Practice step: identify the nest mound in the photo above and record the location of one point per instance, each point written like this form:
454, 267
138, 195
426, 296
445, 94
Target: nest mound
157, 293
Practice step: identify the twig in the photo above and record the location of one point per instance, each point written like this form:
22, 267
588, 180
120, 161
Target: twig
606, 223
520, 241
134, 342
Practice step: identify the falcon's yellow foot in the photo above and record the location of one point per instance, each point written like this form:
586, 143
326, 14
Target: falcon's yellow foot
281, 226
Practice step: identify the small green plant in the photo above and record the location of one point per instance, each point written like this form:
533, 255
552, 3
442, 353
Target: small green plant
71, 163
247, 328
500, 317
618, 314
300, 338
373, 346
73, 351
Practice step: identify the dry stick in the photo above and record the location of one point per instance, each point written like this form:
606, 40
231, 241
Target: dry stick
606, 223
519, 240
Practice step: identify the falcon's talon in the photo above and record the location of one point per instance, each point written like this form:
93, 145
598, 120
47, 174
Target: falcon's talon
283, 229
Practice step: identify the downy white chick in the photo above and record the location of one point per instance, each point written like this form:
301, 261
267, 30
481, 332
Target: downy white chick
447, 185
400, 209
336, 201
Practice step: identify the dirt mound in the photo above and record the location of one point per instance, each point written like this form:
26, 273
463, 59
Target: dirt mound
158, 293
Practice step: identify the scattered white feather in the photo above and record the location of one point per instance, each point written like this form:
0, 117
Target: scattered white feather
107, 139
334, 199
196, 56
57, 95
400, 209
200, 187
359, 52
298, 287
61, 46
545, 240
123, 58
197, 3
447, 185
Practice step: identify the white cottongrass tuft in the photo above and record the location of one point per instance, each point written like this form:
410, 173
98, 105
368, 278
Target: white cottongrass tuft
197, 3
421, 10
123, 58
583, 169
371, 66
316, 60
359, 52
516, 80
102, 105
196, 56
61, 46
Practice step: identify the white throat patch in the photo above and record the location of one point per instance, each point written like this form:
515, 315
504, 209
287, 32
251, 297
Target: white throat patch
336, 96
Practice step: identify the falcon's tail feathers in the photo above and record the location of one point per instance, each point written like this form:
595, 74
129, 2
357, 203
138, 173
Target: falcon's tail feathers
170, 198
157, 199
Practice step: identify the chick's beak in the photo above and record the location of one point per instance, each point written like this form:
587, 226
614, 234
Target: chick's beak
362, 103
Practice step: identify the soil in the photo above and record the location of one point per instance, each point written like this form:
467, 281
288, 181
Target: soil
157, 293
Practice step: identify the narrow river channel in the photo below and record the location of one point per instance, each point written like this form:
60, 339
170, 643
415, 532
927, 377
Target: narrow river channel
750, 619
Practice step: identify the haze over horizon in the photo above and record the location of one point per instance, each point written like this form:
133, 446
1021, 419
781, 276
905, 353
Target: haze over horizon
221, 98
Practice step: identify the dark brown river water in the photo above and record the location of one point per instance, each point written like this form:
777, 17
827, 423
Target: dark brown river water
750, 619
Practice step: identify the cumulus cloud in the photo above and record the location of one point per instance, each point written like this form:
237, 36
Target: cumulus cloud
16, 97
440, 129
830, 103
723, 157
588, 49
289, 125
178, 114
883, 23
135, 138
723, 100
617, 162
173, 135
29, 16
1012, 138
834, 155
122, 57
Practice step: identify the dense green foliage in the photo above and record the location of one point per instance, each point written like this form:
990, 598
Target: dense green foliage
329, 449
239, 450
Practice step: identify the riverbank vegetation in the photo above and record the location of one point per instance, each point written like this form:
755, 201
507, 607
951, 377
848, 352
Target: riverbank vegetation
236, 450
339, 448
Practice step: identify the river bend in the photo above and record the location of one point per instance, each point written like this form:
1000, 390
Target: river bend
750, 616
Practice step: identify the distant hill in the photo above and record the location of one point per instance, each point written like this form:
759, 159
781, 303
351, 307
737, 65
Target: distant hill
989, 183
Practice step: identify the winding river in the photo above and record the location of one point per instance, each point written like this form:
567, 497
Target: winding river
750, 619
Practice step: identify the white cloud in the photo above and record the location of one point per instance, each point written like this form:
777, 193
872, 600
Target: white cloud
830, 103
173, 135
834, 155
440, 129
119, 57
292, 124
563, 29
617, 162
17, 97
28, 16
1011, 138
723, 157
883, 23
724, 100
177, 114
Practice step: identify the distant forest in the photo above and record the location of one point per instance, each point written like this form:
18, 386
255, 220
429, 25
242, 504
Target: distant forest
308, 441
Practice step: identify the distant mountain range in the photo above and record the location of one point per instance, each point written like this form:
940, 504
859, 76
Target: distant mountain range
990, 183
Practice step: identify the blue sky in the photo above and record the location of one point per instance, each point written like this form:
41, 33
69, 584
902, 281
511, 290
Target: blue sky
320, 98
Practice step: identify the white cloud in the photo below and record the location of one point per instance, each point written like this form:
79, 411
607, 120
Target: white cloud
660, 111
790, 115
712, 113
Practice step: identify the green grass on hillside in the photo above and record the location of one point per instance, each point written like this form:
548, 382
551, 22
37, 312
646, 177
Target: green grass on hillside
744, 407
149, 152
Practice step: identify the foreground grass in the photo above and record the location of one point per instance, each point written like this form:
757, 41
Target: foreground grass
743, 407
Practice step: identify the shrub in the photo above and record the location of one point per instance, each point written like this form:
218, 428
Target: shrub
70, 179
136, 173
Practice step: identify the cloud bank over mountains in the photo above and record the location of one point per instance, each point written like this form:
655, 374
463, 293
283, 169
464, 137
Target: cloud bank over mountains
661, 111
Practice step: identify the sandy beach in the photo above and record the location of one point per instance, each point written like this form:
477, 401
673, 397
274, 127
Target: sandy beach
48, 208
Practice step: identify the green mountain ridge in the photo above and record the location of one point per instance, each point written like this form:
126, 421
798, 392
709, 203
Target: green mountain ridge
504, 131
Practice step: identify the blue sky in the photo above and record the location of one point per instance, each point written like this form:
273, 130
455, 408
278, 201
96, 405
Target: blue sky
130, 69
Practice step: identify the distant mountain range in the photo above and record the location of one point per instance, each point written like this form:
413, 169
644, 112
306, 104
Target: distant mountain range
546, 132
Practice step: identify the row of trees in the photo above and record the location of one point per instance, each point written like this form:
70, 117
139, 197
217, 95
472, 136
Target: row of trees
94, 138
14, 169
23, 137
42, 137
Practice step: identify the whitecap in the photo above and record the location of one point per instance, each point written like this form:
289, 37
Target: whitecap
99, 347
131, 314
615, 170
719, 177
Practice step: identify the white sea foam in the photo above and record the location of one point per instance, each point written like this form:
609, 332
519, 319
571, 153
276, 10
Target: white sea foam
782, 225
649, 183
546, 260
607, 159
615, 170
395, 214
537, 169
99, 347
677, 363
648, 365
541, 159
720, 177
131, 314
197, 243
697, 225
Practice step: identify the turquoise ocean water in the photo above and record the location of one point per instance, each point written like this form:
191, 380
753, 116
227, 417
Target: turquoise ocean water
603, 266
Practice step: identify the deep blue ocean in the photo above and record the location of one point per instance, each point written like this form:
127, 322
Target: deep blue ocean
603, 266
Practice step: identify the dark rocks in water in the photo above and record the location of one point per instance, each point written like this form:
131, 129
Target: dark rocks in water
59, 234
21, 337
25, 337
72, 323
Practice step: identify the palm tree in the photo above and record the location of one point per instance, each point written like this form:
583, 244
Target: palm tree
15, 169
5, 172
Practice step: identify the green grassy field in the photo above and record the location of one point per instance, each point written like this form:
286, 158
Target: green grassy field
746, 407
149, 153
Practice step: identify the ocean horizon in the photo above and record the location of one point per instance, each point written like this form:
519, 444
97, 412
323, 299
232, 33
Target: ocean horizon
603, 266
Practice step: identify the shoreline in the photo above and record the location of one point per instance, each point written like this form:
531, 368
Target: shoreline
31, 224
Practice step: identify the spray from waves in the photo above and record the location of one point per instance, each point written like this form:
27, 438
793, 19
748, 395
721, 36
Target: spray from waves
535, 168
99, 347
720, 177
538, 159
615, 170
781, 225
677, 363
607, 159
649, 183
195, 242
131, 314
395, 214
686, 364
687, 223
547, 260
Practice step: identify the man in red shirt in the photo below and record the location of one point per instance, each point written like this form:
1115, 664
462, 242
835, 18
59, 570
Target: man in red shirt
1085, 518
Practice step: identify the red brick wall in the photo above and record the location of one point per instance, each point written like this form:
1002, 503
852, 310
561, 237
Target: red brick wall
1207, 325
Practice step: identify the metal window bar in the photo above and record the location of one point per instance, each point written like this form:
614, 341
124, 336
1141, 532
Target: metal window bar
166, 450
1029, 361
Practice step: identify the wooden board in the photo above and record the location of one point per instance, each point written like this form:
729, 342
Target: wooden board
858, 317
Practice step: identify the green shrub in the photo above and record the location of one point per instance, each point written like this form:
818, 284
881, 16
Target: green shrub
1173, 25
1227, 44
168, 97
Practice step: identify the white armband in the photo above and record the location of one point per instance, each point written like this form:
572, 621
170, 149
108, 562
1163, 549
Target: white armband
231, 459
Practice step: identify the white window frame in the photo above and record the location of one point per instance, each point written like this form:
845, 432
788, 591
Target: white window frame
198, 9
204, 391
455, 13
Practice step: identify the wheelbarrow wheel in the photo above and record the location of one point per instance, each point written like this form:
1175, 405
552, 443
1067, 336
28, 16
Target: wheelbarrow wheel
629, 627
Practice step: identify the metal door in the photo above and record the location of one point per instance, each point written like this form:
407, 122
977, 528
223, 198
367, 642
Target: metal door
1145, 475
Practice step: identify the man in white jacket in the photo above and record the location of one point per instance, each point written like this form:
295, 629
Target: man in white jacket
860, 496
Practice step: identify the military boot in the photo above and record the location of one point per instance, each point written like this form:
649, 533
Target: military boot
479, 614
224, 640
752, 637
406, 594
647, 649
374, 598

[Try it] Scan the data above for the string "below" and copy each line where it appears.

[Response box]
Practice step: identify the narrow river channel in the photo below and record the location of one point per instance, each point written like this form:
Practice step: identify the white cloud in the photo below and record the location of one point per instance, each point written like this form:
Practice step: identify the man in red shirt in the photo below and record the location of one point per instance, each point written like this form:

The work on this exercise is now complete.